## QUOTED PASSAGE
# Showcase and spam



## leo81948 (Aug 11, 2006)

I have never had anything in my showcase area. I get email from D* weekly that says look in Showcase for such and such, but there's never anything there and never has been. D* CSR has no answer. 

Also, I see comments throughout the forums here about spam being sent down. But I have never seen anything like special channels popping up or messages coming in.


----------



## Wolffpack (Jul 29, 2003)

Showcases on R15 <> Showcases on Tivos. Your emails no doubt refer to the Tivo Showcases.


----------



## leo81948 (Aug 11, 2006)

No, I have Showcases on my R15. I assumed that the postings I read were referring to showcases on the R15, but I go to several forums so I could be confused. In any case, I do not ever get anything in my showcase area on my R15 and wondered why.


----------



## gimme5 (Jan 28, 2006)

The showcases are not yet being used on the R15


----------



## Bobman (Jan 3, 2006)

I think I also saw in an email to look in the showcases and I am 99% sure it mentioned the DVR Plus. There is never anything in my DirecTiVo showcases except ads usually. There is a Fox promotion and a UFC one but everything (Best Buys, etc...) else is just an ad. (I know they are all ad's in one way or the other really)


----------



## cabanaboy1977 (Nov 16, 2005)

leo81948 said:


> No, I have Showcases on my R15. I assumed that the postings I read were referring to showcases on the R15, but I go to several forums so I could be confused. In any case, I do not ever get anything in my showcase area on my R15 and wondered why.


What Wolffpack was saying that Showcases on the R15 are not equal to showcases on the Tivo. Right now Tivo boxes are the only ones with working showcases. The R15 showcases are not enabled yet so the info they sent on the showcases was directed at Tivo customers.


----------



## bjflynn04 (Jul 27, 2004)

I just checked the showcases tab in my vod on my R15 about ten minutes ago and seen one listing DIRECTV Plus Welcome Video- 06/13 expires 12/31.


----------



## cabanaboy1977 (Nov 16, 2005)

How long have you had your R15?

I'll have to look when I get home to see if I have anything there.


----------



## bjflynn04 (Jul 27, 2004)

I have two r15s the one in the living room I have had for about 3 weeks now and the the one in my bedroom I have had since December. The D* + Welcome Video showed up on the showcases tab on both R15s just today and the channel the welcome video was originally on channel 1000 is gone from my receivers.


----------



## Clint Lamor (Nov 15, 2005)

I have the same thing in mine. To be honest I have no idea how long they've been there since I never looked at that tab.


----------



## bjflynn04 (Jul 27, 2004)

All I know is that when I went into the quick menu and then selected the my vod list and I saw it there thats why I checked the showcases tab in my vod and saw it. It was not in the my vod list in the quick menu I went to play a episode of home improvment around 1:00 today but when I went in the quick menu around 2:00 it was there.


----------



## cabanaboy1977 (Nov 16, 2005)

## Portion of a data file
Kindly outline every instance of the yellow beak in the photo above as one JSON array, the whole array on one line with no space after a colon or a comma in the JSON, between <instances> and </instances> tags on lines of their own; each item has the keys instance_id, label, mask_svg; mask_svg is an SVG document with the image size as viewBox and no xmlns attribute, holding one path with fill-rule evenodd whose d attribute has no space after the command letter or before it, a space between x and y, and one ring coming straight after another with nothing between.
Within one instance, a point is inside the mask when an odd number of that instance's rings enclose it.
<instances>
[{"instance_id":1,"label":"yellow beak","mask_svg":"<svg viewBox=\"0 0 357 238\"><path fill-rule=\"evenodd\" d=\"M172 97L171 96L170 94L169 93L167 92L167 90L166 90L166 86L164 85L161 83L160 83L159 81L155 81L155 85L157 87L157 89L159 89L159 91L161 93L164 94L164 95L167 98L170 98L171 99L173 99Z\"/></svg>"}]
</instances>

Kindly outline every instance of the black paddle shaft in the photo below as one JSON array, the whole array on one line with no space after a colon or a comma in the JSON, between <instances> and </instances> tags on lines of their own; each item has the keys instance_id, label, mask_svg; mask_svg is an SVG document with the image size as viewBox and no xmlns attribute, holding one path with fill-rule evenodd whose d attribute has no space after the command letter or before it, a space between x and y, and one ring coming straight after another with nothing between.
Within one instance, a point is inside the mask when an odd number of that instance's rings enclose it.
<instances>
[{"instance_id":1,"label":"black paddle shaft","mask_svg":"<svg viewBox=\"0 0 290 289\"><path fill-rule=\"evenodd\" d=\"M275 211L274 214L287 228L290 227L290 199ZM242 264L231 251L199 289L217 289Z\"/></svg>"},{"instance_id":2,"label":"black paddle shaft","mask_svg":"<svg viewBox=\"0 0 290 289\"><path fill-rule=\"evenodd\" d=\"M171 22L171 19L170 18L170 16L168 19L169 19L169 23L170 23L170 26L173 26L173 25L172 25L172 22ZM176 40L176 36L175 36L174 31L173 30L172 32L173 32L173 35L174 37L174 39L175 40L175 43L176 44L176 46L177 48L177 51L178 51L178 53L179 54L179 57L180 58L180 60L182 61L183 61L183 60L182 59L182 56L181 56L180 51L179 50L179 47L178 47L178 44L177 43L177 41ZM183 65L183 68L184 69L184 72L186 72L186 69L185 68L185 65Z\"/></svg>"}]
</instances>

## SHORT PROBLEM
Please say whether each statement below agrees with the forum thread about showcases, answering yes or no and quoting the deciding words from the thread: (a) bjflynn04 has had the bedroom R15 since December. (b) Clint Lamor knows how long the welcome video has been in his showcases. (c) Bobman says his DirecTiVo showcases usually hold nothing except ads.

## SOLUTION
(a) Yes: "the one in my bedroom I have had since December"
(b) No: "To be honest I have no idea how long they've been there since I never looked at that tab."
(c) Yes: "There is never anything in my DirecTiVo showcases except ads usually."